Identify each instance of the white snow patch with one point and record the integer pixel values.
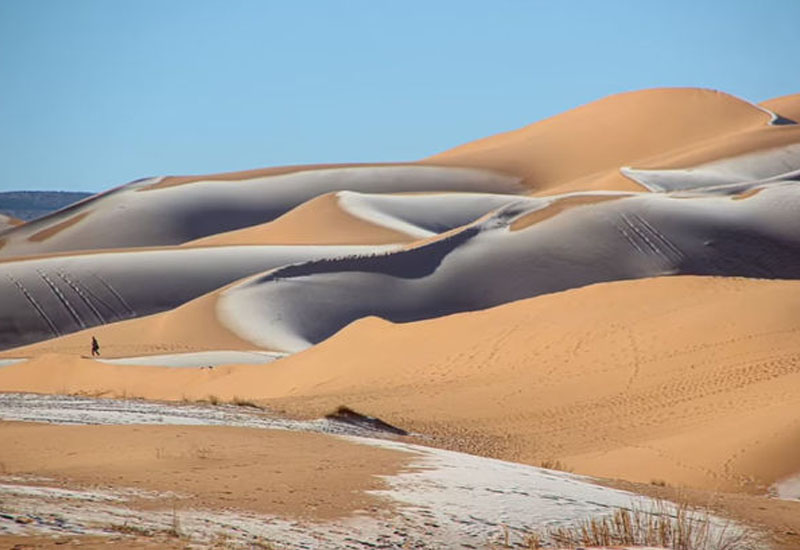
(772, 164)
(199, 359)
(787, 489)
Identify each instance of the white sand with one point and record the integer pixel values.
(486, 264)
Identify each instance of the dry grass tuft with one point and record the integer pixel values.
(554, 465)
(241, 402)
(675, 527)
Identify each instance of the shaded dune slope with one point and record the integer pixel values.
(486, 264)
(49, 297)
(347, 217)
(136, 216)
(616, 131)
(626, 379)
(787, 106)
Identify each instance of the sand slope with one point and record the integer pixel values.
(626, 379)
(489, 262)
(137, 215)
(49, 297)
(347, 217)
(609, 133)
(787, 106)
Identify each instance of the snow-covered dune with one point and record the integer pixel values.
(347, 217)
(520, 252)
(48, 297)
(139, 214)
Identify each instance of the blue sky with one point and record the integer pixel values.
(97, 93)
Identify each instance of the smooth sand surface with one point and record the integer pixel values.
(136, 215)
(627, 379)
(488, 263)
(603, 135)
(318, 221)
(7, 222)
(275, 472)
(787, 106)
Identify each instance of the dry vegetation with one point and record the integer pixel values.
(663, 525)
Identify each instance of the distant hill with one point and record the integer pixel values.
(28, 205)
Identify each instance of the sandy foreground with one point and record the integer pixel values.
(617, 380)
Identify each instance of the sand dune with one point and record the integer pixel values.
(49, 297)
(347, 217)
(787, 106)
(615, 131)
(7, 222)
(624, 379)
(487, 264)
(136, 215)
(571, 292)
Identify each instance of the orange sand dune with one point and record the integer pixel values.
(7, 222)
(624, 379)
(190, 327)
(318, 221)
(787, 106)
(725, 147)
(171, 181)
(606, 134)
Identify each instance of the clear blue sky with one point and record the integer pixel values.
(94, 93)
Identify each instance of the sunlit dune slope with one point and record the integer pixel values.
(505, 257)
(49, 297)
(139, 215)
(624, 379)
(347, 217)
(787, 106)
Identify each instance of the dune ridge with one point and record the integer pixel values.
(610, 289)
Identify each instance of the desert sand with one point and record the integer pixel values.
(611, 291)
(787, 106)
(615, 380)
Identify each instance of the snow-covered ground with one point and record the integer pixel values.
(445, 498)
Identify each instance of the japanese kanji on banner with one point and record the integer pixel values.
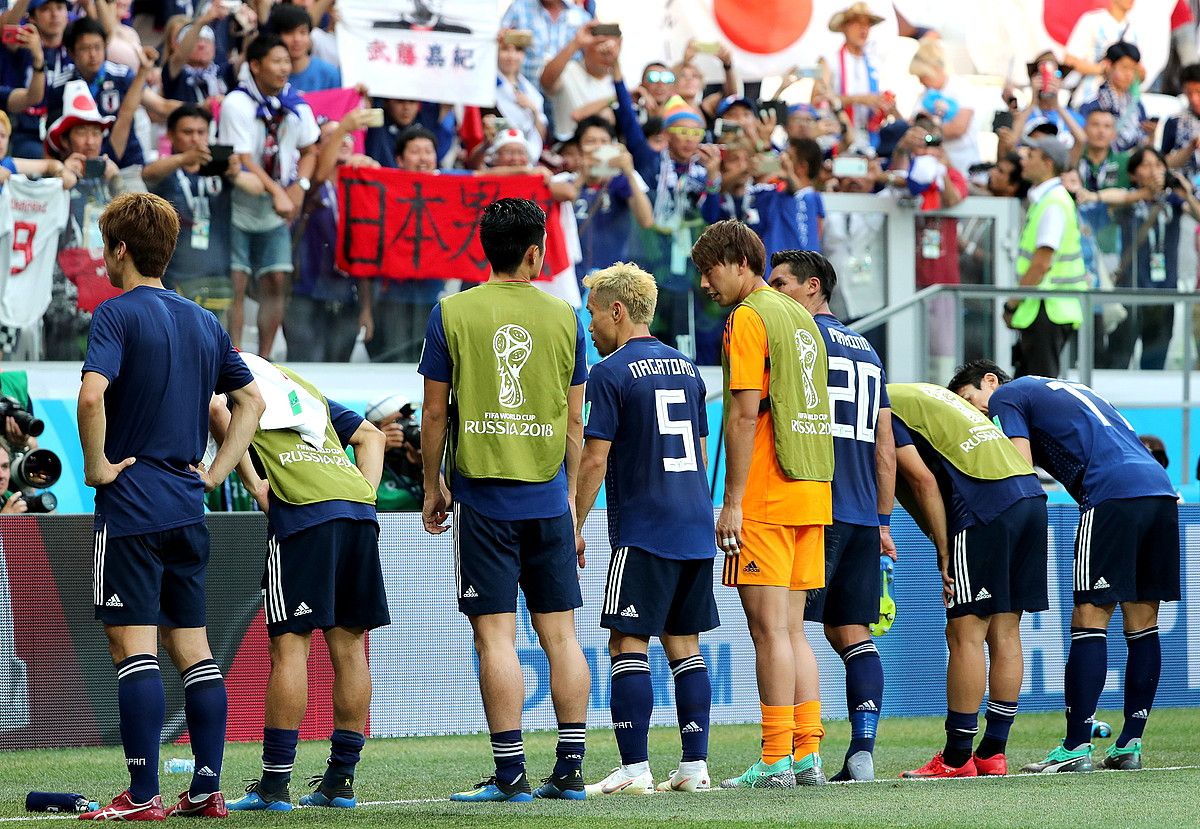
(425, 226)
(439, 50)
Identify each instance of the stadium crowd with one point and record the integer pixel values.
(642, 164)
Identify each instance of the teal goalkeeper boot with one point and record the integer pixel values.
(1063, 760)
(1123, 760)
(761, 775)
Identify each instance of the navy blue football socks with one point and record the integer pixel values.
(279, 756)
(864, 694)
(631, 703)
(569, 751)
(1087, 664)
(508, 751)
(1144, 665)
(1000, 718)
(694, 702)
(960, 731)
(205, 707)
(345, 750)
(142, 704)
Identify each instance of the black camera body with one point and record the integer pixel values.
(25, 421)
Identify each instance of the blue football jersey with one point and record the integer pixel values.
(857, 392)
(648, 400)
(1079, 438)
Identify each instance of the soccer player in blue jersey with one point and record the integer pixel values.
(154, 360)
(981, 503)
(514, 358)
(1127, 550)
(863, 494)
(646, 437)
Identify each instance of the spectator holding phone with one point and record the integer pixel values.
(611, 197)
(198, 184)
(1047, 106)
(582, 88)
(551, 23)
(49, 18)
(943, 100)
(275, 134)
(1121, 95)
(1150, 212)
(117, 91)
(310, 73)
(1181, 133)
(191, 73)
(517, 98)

* _TASK_
Copy the material from the line containing "Identify each instance of the soccer" through the end of the material, including both of those lines, keeping every line unchanged.

* _SOLUTION TO THIS PROBLEM_
Identify each instance of the soccer player in blue jersey with one point and record the integer pixel values.
(154, 360)
(981, 503)
(514, 358)
(1127, 550)
(863, 494)
(646, 437)
Identify each instance of the spectator holding phone with one point and record the integer pixel values.
(611, 197)
(198, 184)
(1047, 106)
(582, 88)
(551, 23)
(49, 18)
(943, 100)
(275, 134)
(1121, 95)
(1150, 212)
(117, 91)
(310, 73)
(1181, 133)
(191, 73)
(517, 98)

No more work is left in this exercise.